>>>>

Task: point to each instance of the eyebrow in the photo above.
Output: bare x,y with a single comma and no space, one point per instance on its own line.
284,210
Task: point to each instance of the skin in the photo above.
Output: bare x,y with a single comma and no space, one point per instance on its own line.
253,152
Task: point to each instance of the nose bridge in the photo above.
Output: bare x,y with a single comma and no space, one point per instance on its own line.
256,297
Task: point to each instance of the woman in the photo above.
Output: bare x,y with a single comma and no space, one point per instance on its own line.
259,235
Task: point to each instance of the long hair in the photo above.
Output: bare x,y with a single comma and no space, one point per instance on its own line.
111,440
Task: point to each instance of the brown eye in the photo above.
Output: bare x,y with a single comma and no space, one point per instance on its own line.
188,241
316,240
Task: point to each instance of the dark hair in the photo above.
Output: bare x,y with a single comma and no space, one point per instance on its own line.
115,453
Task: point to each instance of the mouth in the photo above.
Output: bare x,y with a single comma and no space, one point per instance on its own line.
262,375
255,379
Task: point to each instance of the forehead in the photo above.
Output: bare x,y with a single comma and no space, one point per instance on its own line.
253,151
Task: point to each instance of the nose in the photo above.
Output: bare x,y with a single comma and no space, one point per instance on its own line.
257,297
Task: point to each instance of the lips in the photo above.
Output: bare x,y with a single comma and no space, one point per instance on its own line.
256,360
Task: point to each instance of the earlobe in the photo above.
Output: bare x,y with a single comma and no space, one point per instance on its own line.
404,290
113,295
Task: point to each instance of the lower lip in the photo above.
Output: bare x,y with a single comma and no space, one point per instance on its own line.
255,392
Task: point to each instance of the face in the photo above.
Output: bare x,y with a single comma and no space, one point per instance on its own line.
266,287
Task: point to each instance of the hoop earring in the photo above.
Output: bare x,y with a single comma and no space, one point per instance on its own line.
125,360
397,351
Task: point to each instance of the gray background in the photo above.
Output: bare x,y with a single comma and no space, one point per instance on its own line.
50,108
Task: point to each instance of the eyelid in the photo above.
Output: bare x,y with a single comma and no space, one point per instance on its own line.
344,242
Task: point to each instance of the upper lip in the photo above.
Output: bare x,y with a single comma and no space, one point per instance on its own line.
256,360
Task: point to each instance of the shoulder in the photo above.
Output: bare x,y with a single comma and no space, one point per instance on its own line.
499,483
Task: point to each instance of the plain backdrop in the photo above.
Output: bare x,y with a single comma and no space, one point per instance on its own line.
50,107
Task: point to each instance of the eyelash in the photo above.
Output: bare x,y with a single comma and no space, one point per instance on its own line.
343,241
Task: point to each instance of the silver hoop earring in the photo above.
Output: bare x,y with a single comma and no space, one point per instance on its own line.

<<<<

# AIM OF THE TASK:
Quote exactly the line containing "Task: point to each instance of the eyelash" and every later line through the end of the listing, and no other lines.

# RESPONSE AREA:
Task: point to each instance of the eyelash in the photo above.
Output: bare x,y with a single comma and no space, one point per instance on its own line.
343,241
Task: point to each instance of the silver hoop earring in the photo above.
Output: bare x,y with a single comma and no space, one point per instance on its own line.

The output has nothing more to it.